» **Çalışma talimatları**:
a – Mahkeme kararında davanın konusu ne olarak belirtilmiş?
b – Mahkeme kararında "Emsal Mahkeme Kararı" sözcüklerinden başlayıp "kesinleşmiş bir karardır." sözcüklerine kadar uzanan bölümün tamamını birebir yazın.

++++ Sağlanan metin

Emsal Mahkeme Kararı İstanbul Anadolu 3. Asliye Ticaret Mahkemesi 2018/410 E. 2020/274 K. 12.03.2020 T.

Görüntülediğiniz mahkeme kararı kesinleşmiş bir karardır.

T.C. İstanbul Anadolu 3. ASLİYE TİCARET MAHKEMESİ

ESAS NO : 2018/410 Esas
KARAR NO : 2020/274

DAVA : Alacak (Ticari Satımdan Kaynaklanan)

++++++++
++++ Veri kayıtları

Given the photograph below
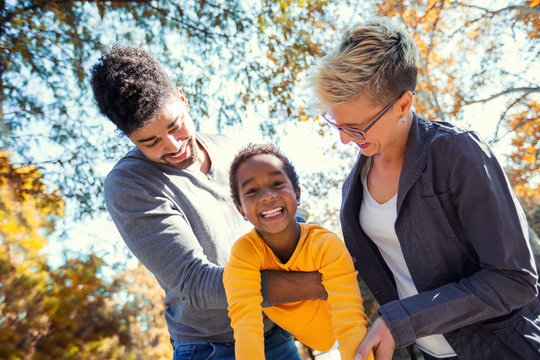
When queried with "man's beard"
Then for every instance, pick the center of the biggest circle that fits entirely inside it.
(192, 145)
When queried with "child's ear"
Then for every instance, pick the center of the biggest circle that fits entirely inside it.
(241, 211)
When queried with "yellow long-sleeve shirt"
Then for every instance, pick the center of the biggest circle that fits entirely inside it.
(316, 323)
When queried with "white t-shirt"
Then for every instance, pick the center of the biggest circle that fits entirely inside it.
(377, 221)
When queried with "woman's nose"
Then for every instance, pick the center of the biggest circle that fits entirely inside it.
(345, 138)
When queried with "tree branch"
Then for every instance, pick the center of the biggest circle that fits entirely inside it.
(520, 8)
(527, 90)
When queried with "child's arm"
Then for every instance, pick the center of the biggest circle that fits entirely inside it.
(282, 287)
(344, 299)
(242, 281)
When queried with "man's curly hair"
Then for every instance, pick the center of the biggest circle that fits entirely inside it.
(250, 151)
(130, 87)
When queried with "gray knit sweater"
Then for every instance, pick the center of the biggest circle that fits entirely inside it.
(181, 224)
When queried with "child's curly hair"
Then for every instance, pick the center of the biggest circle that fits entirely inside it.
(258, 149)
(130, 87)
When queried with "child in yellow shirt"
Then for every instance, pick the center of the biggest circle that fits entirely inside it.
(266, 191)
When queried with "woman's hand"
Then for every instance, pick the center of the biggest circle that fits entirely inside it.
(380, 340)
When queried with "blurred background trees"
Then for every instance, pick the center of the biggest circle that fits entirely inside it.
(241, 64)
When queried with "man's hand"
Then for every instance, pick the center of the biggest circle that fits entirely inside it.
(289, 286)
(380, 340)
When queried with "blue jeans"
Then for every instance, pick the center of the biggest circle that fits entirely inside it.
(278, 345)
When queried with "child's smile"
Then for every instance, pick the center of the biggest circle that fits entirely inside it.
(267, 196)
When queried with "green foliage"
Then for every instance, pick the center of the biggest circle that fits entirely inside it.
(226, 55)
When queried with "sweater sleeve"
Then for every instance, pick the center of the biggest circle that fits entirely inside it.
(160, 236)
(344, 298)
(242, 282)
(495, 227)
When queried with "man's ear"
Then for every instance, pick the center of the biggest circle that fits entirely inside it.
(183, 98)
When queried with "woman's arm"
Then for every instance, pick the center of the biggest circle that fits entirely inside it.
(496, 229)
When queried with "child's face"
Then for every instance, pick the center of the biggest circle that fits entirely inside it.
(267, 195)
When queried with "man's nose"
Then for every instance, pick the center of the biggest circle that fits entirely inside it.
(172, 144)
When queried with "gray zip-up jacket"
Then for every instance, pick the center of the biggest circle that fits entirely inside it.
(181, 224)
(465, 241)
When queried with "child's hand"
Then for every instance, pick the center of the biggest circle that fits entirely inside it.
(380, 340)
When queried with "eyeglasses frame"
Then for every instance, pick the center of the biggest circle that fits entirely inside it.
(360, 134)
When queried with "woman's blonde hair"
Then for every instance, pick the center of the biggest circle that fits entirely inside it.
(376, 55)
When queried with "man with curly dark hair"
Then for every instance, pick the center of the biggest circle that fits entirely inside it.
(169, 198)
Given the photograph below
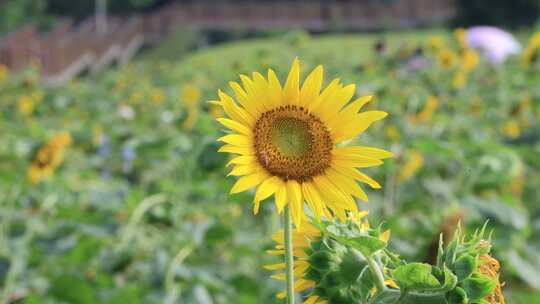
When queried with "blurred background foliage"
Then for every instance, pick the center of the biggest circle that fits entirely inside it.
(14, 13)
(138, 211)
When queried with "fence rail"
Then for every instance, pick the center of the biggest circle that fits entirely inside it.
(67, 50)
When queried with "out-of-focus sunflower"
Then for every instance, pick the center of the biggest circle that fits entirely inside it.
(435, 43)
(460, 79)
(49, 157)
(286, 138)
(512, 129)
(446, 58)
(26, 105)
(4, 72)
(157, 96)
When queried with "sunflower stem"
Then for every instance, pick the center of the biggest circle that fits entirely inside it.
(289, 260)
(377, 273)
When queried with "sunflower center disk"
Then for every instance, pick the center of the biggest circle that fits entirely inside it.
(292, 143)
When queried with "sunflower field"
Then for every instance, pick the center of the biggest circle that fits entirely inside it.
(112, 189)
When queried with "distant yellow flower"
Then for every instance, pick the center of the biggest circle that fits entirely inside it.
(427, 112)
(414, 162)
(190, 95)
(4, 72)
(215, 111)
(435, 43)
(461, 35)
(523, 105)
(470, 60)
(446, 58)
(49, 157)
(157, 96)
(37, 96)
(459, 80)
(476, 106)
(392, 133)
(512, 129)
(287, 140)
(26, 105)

++++++++

» **Beklenen yanıtlar**:
a – Alacak (Ticari Satımdan Kaynaklanan)

b –
Emsal Mahkeme Kararı İstanbul Anadolu 3. Asliye Ticaret Mahkemesi 2018/410 E. 2020/274 K. 12.03.2020 T.

Görüntülediğiniz mahkeme kararı kesinleşmiş bir karardır.